Arshad Khan
f one thinks Putin has become a headache, then the future of Europe under the forecast climate change regime is pneumonia.
According to this scenario, ice melt from Greenland and the Arctic will raise sea levels around Florida. Aside from greater and wider coastal flooding, this change will inhibit the regular Gulf Stream Drift that makes its way across the Atlantic warming northern Europe and ensuring the English climate is even milder. Part of it of course is due to Britain being an island and so enjoying the moderating effects of the sea — again more so because of the Gulf Stream.
This relatively even weather in England has undergone change. More frequent 90F and higher days in summer, once relatively rare, is one symptom — the UK just recorded its highest ever temperature of 104.54F. There have also been heavy rains and flooding notably in December 2020 when a wide belt across the south suffered catastrophic inundation of historic proportions.
Scientists and the UN confirm an increase in the frequency of natural disasters. This includes forest fires, hurricanes or typhoons, excessive rains and floods.
July 14 might be celebrated as Bastille Day and a national holiday in France but in neighboring Belgium it now commemorates the devastating floods in 2021. Heavy rains and the Meuse river overflowing its banks turned streets into canals in the eastern city of Liege. The floods extended to the Netherlands and western Germany, caused by a low pressure system that stalled for two days over the region. Rain falling on soil already soaked by spring rains and overflowing rivers (the Meuse in Belgium and Netherlands, the Rhine and the Ruhr in Germany) devastated the area. At least 243 people lost their lives and property damage was estimated at $12 billion.
If last year was one of floods, this year it’s drought and dry heat and forest fires — temperatures hitting 117 F in Portugal and an estimated 75,000 acres lost to forest fires; also dry as tinder Italy where the river Po, the country’s longest river, has been reduced to a trickle.
England has been subject to a similar pattern, suffering some of the worst flooding in its history last year and now reeling from forest fires. “I’ve fought wildfires for decades. None of it prepared me for the infernos this week,” screams a Guardian (July 22, 2022) headline quoting a firefighter. London fire fighters have just had the busiest day since the Second World War.
When will governments understand that the earth is changing, that natural disasters piling one on top of the other, and that forest fires in Europe, in Australia, in the US and elsewhere plus floods and typhoons etc., are not coincidences?
One hopes it is soon, and we humans learn to moderate damaging behaviors.
┄┄┄┄┄┄┄┄┄┄┄┄┄┄┄┄┄┄┄┄
• **Prompt**:
Rewrite the passage of the climate change commentary starting at "England has been" and ending at "are not coincidences?", swapping "forest fires" for "wildfires".

• **Dataset content**:
┄┄┄┄┄┄┄┄┄┄┄┄┄┄┄┄┄┄┄┄
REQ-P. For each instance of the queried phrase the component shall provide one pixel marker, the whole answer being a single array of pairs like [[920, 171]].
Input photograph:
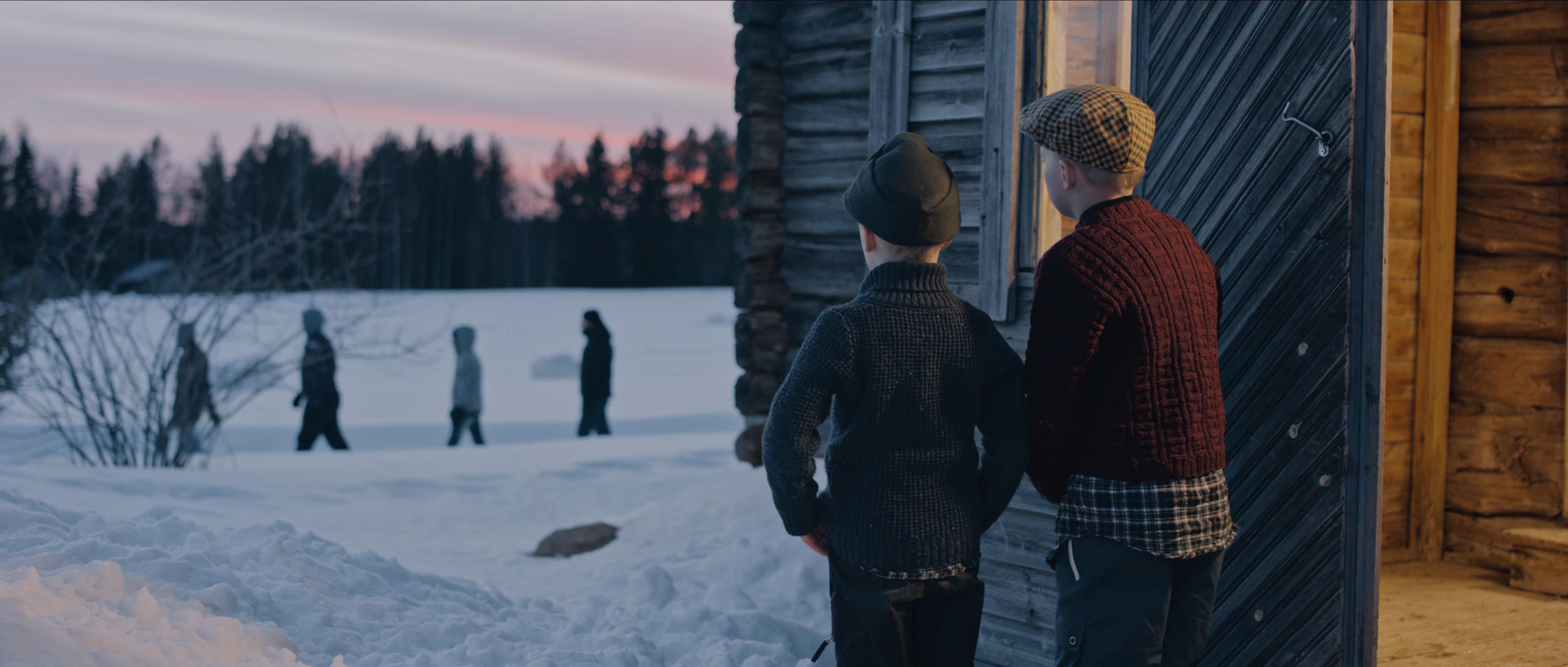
┄┄┄┄┄┄┄┄┄┄┄┄┄┄┄┄┄┄┄┄
• **Problem solution**:
England has been subject to a similar pattern, suffering some of the worst flooding in its history last year and now reeling from wildfires. “I’ve fought wildfires for decades. None of it prepared me for the infernos this week,” screams a Guardian (July 22, 2022) headline quoting a firefighter. London fire fighters have just had the busiest day since the Second World War.
When will governments understand that the earth is changing, that natural disasters piling one on top of the other, and that wildfires in Europe, in Australia, in the US and elsewhere plus floods and typhoons etc., are not coincidences?